__Work instruction__.
Update the passage of the DOPE project description starting at "- Multi-thesaurus access" and ending at "the query results.", changing "RDF" to "SKOS" throughout that span.

__Document extract__.
╔══
Possible supervisor: Heiner Stuckenschmidt
Thesauri have proven to be a key technology to effective information access as they help to overcome some of the problems of free-text search by relating and grouping relevant terms in a specific domain as well as providing a controlled vocabulary for indexing information. A number of thesauri have been developed in different domains of expertise, examples from the area of medical information include MeSH and Elseviers life science thesaurus EMTREE. These thesauri are already used to access information sources (in particular document repositories) like EMBASE or Science Direct, however, currently there are no links between the different information sources and the specific thesauri used to index and query these sources. The aim of the DOPE project (Drug Ontology Project for Elsevier) is to investigate the possibility of providing access to multiple information sources in the area of life science through a single interface. In order to benefit from the advantages of thesaurus-based access this single interface should be based on thesauri like EMTREE. A first prototype of the DOPE system has been developed that provides a basic infrastructure for querying multiple information sources using the EMTREE thesaurus. In cooperation with Elsevier we offer different Masters projects that extend and improve the DOPE system. Possible topics are:
- An empirical comparison of thesaurus-based and keyword based search
For this project, the DOPE system has to be extended with a keyword-based search facility and a comparative study of the performance of the two search options on typical user queries has to be carried out.
- Multi-thesaurus access to life science resources
For this project, it has to be investigated, how additional thesauri different from EMTREE can be added to the system to improve the search results. An appropriate thesaurus has to be selected, and translated to RDF and a mapping between EMTREE and the other thesaurus has to be generated. It has to be shown in a case study, how the mapping information can be used to improve the query results.
- Thesaurus Evolution
This project deals with the problem of how to handle the regular updates of the EMTREE thesaurus. In order to be able to use terms from the new version to query information that is still described using the old version, an existing change detection algorithm has to be used to generate mappings between the old and the new version. The DOPE system has to be extended to use these mappings for retrieving information.
╚══
__Stored data__.
╔══
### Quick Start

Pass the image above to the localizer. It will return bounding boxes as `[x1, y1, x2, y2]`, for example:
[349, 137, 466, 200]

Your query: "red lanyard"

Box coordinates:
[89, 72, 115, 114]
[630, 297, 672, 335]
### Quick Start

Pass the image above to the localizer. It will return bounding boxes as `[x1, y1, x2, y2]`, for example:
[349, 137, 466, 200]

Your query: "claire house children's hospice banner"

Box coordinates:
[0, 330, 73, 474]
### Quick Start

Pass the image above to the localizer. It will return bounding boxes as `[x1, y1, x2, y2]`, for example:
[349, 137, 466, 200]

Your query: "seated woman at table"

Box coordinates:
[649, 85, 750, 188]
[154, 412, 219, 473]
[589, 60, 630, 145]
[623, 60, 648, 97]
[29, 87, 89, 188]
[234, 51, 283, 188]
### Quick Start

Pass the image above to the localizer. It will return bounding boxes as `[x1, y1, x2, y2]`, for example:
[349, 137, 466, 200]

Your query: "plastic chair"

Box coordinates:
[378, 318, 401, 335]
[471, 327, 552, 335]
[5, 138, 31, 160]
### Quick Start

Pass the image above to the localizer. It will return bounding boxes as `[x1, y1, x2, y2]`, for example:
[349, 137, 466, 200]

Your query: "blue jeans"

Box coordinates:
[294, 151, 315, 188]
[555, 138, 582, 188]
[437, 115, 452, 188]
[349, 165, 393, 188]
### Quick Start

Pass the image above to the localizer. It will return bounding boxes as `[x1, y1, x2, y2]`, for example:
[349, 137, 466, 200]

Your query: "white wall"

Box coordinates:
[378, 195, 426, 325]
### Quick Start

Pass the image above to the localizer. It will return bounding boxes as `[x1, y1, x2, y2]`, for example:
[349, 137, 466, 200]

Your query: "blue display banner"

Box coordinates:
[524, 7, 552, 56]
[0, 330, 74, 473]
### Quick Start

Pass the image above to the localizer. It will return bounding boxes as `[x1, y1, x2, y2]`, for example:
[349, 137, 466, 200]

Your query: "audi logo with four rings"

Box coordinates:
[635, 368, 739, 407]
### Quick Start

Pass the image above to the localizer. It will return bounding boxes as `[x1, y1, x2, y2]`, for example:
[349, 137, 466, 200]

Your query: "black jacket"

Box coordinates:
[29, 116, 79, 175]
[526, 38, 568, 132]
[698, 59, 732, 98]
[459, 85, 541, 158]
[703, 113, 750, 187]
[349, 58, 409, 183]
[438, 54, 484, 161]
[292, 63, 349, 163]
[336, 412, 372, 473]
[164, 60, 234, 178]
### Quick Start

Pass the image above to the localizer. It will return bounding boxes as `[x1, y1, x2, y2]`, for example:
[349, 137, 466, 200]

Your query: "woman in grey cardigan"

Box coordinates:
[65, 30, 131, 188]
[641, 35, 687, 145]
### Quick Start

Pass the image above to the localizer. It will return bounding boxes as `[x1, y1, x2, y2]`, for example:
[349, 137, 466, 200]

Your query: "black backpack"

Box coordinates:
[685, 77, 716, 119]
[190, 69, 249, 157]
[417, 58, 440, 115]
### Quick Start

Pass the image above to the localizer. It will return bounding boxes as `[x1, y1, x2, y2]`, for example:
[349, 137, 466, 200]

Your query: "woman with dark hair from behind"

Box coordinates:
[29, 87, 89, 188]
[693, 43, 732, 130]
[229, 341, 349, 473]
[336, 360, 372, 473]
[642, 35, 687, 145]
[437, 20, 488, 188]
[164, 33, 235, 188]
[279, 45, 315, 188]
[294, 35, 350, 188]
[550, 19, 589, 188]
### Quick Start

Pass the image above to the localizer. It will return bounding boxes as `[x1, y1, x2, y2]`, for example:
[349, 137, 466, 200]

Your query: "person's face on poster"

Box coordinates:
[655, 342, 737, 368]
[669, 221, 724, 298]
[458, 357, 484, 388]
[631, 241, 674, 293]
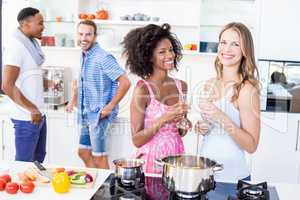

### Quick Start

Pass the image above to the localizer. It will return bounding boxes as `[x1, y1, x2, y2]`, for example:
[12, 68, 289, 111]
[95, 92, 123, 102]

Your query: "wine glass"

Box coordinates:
[176, 94, 190, 130]
[198, 88, 213, 135]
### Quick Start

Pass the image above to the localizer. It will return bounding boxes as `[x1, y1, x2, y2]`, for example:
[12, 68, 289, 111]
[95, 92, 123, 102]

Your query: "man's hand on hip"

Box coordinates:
[100, 104, 114, 119]
[31, 109, 42, 124]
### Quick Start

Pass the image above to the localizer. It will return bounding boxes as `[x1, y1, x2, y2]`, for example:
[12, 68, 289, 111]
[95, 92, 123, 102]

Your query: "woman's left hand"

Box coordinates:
[199, 101, 225, 123]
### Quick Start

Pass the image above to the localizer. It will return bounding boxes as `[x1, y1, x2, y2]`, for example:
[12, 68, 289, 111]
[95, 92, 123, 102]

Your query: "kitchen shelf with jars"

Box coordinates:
[31, 0, 258, 56]
[77, 0, 200, 55]
[29, 0, 76, 50]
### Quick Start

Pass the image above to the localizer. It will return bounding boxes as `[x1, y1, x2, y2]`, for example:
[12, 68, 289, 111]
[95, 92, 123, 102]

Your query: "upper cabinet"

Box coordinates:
[259, 0, 300, 61]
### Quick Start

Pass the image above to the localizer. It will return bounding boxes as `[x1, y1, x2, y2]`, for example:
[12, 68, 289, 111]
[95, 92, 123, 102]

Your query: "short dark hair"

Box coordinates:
[17, 7, 40, 22]
[121, 24, 182, 79]
[77, 20, 97, 35]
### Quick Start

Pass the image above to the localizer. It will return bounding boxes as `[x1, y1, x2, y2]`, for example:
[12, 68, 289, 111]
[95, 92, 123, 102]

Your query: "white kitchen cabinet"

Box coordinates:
[251, 112, 300, 183]
[287, 113, 300, 184]
[259, 0, 300, 61]
[47, 113, 83, 166]
[0, 118, 4, 159]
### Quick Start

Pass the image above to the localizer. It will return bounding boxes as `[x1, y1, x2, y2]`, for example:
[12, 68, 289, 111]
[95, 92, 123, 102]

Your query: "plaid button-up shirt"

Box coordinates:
[78, 43, 125, 126]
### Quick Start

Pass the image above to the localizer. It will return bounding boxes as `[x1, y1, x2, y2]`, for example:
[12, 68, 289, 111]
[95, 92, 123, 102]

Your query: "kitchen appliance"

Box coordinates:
[91, 174, 279, 200]
[258, 59, 300, 112]
[42, 66, 72, 109]
[113, 159, 144, 186]
[156, 155, 223, 197]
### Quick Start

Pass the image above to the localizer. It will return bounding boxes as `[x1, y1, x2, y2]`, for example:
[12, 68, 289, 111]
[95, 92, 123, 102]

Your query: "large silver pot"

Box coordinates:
[156, 155, 223, 194]
[113, 159, 144, 185]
╚══
__Final answer__.
- Multi-thesaurus access to life science resources
For this project, it has to be investigated, how additional thesauri different from EMTREE can be added to the system to improve the search results. An appropriate thesaurus has to be selected, and translated to SKOS and a mapping between EMTREE and the other thesaurus has to be generated. It has to be shown in a case study, how the mapping information can be used to improve the query results.